[To do]
(1) List every field label that appears before a colon in the opinion excerpt.
(2) Reproduce the stretch of the opinion excerpt from "Opinion ID: 785400" through "the jury verdict.".
(3) Summarize the opinion excerpt in two sentences.

Opinion ID: 785400
Heading Depth: 3
Heading Rank: 2

Heading: The Denial of Mr. Swanson's Motion for Judgment of Acquittal

Text: 20 At the close of the government's case, Mr. Swanson moved for a judgment of acquittal on the grounds that the conduct the government proved at trial does not violate 18 U.S.C. § 1344(1). The court denied this motion, and Mr. Swanson, inexplicably, failed to renew it at the conclusion of the case. On appeal Mr. Swanson asserts that the court erred in failing to grant the motion because the evidence was insufficient to support the jury verdict.

[Material provided]

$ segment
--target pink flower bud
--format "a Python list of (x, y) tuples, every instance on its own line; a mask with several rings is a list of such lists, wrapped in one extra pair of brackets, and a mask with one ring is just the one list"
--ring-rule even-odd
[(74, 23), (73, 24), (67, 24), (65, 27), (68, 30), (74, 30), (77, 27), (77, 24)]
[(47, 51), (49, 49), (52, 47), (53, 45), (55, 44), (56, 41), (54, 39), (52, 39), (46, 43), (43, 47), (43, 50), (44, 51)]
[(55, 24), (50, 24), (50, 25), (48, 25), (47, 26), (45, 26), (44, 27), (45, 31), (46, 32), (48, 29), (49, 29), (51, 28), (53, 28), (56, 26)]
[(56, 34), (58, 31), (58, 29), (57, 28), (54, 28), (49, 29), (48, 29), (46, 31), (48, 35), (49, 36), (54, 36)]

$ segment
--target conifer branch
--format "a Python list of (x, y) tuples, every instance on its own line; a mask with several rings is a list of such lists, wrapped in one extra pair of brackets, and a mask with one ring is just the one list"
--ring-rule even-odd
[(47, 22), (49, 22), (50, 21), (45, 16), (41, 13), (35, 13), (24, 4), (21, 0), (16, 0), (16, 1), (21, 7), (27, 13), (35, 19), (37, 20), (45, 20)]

[The results]
(1)
Opinion ID
Heading Depth
Heading Rank
Heading
Text

(2)
Opinion ID: 785400
Heading Depth: 3
Heading Rank: 2

Heading: The Denial of Mr. Swanson's Motion for Judgment of Acquittal

Text: 20 At the close of the government's case, Mr. Swanson moved for a judgment of acquittal on the grounds that the conduct the government proved at trial does not violate 18 U.S.C. § 1344(1). The court denied this motion, and Mr. Swanson, inexplicably, failed to renew it at the conclusion of the case. On appeal Mr. Swanson asserts that the court erred in failing to grant the motion because the evidence was insufficient to support the jury verdict.

(3) At the close of the government's case, Mr. Swanson moved for a judgment of acquittal, arguing that the proven conduct does not violate 18 U.S.C. § 1344(1), but the court denied the motion and he did not renew it at the end of the case. On appeal he claims the court erred in not granting the motion because the evidence was insufficient to support the jury verdict.